GIVEN INSTRUCTION:
Find every line in the material below that contains the string "railing" and copy each one in full.
─── RECORD LIST
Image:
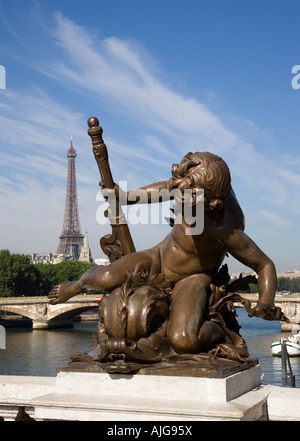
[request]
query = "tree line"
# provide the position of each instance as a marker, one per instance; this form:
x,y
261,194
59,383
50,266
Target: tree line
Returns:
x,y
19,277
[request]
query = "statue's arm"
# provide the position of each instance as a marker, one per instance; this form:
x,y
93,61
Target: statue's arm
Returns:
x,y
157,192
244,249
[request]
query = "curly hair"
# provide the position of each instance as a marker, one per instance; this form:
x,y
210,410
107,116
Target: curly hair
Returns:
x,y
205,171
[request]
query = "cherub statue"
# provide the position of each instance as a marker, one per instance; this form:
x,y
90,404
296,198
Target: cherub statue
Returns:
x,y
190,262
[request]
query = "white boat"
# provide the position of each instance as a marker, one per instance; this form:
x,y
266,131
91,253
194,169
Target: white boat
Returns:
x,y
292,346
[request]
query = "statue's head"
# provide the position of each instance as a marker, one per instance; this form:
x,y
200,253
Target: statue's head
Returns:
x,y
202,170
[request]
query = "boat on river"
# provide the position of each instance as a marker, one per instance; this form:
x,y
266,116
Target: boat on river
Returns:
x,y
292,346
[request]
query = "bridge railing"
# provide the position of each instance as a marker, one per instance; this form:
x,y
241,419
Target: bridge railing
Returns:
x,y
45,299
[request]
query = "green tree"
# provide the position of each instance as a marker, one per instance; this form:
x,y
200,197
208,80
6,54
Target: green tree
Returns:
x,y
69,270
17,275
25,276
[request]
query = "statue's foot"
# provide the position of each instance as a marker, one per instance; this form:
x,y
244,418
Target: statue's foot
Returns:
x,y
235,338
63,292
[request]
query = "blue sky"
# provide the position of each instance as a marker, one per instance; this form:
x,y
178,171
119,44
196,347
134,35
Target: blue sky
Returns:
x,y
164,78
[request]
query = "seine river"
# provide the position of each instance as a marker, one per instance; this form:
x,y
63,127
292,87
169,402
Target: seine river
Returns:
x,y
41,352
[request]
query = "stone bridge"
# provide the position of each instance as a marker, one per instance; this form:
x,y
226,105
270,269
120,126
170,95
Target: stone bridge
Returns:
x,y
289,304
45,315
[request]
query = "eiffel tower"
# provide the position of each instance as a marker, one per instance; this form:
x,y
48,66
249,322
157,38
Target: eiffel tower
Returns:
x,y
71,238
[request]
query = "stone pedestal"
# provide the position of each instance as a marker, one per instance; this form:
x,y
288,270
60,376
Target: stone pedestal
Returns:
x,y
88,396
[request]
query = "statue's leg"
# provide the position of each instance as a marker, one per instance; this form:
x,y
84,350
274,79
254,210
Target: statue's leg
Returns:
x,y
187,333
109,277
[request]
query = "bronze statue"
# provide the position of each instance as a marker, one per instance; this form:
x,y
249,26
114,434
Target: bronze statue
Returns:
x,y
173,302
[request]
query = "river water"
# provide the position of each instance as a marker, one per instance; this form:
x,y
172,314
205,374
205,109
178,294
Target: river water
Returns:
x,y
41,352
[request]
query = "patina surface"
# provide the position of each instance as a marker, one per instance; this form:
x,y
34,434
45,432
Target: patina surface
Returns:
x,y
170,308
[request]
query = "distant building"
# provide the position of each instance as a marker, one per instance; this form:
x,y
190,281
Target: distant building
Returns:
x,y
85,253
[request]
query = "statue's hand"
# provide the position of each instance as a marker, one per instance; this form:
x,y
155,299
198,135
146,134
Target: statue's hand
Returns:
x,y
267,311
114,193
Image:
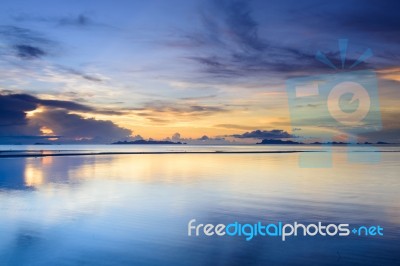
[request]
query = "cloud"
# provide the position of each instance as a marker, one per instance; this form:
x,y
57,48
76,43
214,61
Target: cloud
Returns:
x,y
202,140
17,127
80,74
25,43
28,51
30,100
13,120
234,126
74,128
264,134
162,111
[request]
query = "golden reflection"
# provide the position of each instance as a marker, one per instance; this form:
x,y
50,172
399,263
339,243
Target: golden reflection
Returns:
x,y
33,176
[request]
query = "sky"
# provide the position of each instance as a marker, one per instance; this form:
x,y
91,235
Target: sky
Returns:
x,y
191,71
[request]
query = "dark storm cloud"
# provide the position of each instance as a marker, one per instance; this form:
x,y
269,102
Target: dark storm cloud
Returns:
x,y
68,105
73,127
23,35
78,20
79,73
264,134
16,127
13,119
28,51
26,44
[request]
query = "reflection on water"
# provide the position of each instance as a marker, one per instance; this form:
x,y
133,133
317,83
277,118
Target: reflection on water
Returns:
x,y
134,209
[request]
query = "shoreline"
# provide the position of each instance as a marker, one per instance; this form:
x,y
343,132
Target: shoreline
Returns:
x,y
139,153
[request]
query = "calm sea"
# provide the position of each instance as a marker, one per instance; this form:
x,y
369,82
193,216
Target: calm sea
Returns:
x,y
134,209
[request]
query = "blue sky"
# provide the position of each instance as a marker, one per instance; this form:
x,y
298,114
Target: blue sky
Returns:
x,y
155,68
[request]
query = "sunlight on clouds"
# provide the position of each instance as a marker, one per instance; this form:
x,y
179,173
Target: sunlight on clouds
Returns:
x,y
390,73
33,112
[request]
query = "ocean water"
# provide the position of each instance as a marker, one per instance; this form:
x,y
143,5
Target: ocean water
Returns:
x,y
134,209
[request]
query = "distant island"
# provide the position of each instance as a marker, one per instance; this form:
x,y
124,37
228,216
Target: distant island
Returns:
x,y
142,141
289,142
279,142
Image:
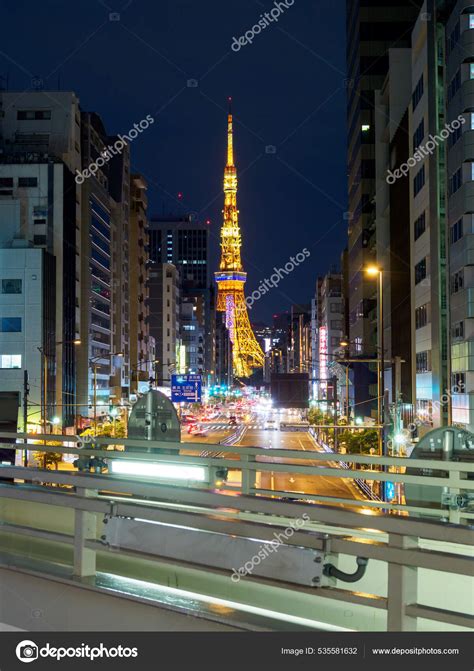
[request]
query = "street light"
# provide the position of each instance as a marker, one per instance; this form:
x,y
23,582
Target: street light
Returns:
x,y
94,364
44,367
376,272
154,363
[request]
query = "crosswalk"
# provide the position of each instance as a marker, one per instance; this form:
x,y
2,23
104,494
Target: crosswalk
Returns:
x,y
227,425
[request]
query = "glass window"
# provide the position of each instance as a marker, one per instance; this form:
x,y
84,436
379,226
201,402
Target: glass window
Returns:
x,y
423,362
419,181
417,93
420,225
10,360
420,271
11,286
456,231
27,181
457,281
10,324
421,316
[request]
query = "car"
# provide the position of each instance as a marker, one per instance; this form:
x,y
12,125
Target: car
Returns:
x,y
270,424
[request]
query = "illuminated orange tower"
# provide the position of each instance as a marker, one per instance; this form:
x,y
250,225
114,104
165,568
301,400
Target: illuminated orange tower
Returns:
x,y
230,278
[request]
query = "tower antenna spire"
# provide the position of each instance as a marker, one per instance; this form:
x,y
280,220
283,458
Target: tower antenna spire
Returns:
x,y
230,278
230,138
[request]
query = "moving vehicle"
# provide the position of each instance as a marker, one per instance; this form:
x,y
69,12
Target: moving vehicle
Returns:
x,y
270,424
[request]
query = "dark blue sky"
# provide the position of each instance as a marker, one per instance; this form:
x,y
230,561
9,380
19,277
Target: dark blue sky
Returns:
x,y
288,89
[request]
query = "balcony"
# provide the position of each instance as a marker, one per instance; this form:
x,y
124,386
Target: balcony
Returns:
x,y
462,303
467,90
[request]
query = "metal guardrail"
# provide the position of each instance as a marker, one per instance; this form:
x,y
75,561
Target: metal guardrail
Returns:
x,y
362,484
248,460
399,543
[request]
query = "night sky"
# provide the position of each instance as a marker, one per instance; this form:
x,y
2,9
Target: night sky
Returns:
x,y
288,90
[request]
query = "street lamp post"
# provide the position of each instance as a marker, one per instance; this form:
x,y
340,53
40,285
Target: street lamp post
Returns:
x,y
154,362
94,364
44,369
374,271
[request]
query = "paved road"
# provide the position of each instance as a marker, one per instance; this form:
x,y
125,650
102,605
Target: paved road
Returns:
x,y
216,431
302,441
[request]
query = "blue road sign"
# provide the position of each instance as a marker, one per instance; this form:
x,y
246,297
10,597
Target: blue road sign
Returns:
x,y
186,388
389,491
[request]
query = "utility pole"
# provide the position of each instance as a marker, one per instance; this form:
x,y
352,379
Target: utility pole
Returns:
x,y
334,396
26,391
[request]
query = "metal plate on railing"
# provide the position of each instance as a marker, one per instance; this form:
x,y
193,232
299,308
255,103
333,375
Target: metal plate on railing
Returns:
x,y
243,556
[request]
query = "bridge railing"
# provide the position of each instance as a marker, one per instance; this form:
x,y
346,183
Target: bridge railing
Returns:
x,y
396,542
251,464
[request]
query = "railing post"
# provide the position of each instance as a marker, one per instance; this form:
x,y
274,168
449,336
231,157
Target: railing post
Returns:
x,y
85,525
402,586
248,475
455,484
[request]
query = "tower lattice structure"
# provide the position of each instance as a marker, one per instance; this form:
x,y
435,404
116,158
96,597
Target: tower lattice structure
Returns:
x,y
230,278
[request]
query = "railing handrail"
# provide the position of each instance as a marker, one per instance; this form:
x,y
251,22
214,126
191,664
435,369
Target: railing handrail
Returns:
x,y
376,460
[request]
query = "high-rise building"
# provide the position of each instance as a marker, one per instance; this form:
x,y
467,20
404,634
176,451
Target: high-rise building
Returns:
──────
SOLUTION TO THIS PROBLEM:
query = "bridge railing"
Target: bridge railing
query = "metal plate on railing"
Target: metal plate on railing
query = "bridge railing"
Target: bridge railing
query = "railing post"
Target: railing post
query = "railing handrail"
Target: railing handrail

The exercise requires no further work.